__Task set__:
A: In the passage on SAP operational reporting below, what is not as well supported in the UNIX world as it is in the MVS environment?
B: Continue the passage on SAP operational reporting below, picking up right after its last sentence.

__Document text__:

================

In low data-basis situations, or where reporting requirements can be constrained, or where reporting requirements can be precisely defined at the outset and remain stable over time, a creative implementation of Strategies 1 or 2 may be adequate.  However, for larger clients with even medium transaction volumes and moderately complicated data structures, including an MVS-based operational data store in the architecture (Strategy 3) is a very practical solution for dealing with the inherent data bandwidth problem.  In addition, the MVS environment provides for managing and achieving high throughput for the multiple concurrent batch processes characteristic of operational reporting problems.  Complex batch streams with contingent dependencies are not similarly well supported in the UNIX world.

The Strategy 3 architecture that was implemented to solve the Keebler problem very successfully demonstrates the essential elements of a general solution:

In this solution, the heavy data manipulation processes and archive requirements were off-loaded from the SAP UNIX machine.  This left the SAP R/3 environment free to be tuned for transaction processing, unencumbered by extensive summary file posting requirements and accumulating detail data volumes.  High data-basis report generation takes place on an outsourced MVS machine and answer sets are returned to the SAP/UNIX environment for access through an ABAP report viewer that appears to be a completely integrated part of the SAP application.  It is an extremely cost-effective way to provide broad-based desk-top access to high-volume operational data.

================

__Data records__:
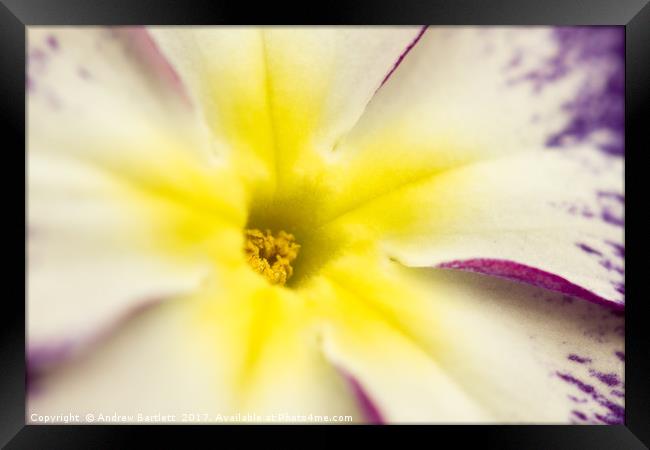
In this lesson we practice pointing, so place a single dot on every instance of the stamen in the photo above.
(271, 255)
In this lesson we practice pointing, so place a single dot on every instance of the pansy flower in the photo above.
(389, 224)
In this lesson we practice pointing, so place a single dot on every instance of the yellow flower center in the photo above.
(271, 255)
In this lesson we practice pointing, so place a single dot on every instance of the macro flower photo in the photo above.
(342, 224)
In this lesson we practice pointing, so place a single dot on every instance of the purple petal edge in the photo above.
(520, 272)
(41, 357)
(370, 411)
(403, 54)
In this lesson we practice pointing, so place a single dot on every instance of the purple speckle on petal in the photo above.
(599, 104)
(578, 359)
(586, 388)
(610, 379)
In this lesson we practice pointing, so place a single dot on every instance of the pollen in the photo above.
(271, 255)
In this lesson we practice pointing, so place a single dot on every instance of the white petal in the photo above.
(528, 355)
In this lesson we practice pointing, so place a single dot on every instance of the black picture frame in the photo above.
(16, 15)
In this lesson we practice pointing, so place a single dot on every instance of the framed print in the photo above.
(420, 220)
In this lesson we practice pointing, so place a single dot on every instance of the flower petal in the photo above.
(465, 94)
(251, 357)
(375, 339)
(536, 211)
(499, 88)
(108, 140)
(154, 360)
(525, 354)
(281, 94)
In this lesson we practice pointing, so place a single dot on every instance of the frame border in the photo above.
(16, 15)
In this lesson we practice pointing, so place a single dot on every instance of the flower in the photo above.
(262, 223)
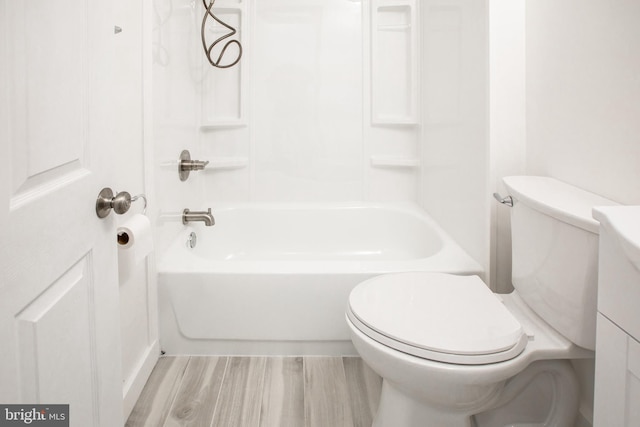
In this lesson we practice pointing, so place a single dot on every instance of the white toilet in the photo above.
(451, 353)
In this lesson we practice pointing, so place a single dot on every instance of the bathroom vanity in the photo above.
(617, 377)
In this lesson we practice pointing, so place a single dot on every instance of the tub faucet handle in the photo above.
(504, 200)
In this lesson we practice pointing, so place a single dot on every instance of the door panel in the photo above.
(59, 313)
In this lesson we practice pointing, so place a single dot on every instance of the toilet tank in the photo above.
(555, 253)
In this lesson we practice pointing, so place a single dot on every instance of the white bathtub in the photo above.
(274, 279)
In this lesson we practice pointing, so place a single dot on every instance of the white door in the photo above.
(59, 315)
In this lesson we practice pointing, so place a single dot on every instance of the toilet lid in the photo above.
(455, 319)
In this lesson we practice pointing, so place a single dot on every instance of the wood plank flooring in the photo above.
(258, 392)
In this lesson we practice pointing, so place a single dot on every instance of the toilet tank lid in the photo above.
(557, 199)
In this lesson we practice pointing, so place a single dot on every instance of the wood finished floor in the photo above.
(258, 392)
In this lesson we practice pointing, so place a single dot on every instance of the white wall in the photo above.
(583, 94)
(455, 149)
(580, 72)
(583, 104)
(137, 286)
(507, 124)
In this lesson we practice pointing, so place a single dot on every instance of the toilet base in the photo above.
(399, 409)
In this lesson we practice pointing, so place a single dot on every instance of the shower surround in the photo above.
(334, 103)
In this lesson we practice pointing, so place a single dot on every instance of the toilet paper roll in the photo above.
(135, 242)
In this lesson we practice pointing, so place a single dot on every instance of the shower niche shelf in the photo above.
(394, 62)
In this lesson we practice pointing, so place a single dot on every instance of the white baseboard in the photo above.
(135, 383)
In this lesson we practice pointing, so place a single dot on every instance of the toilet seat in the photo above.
(437, 316)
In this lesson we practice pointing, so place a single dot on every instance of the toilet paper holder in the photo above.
(120, 203)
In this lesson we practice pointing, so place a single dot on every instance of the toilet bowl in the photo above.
(435, 373)
(453, 354)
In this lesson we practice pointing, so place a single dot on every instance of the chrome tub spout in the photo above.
(192, 216)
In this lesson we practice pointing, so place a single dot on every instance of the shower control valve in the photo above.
(186, 165)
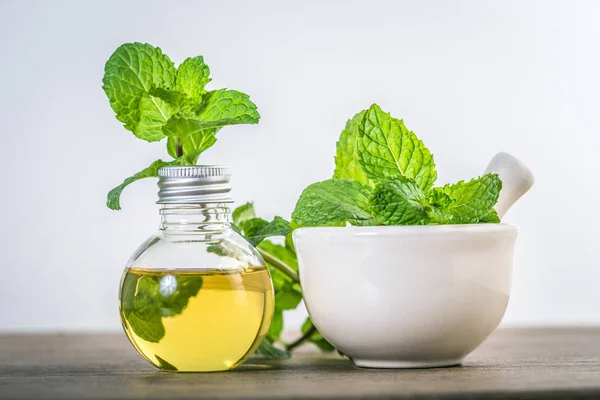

================

__Responses to the tasks__:
A: Complex batch streams with contingent dependencies.

B:
Typical CPU and wall times for end-to-end processing of the reporting load described above using the Geneva engine are as follows:

             Frequency                            CPU Time                   Wall Clock Time

Daily                                                   15 min                             1 hour

Weekly                                                150 min                           3.5 hours

Period Summary File Build       300 min                           8 hours

Period Reports                               350 min                           6 hours

(CPU/wallclock ratios vary due to differences in tape processing requirements, time of day the jobs are run, and whether the Geneva configuration is set up for single or multi-threaded processing — net result:  cumulative processing time over the course of a month is approximately 26 CPU hours)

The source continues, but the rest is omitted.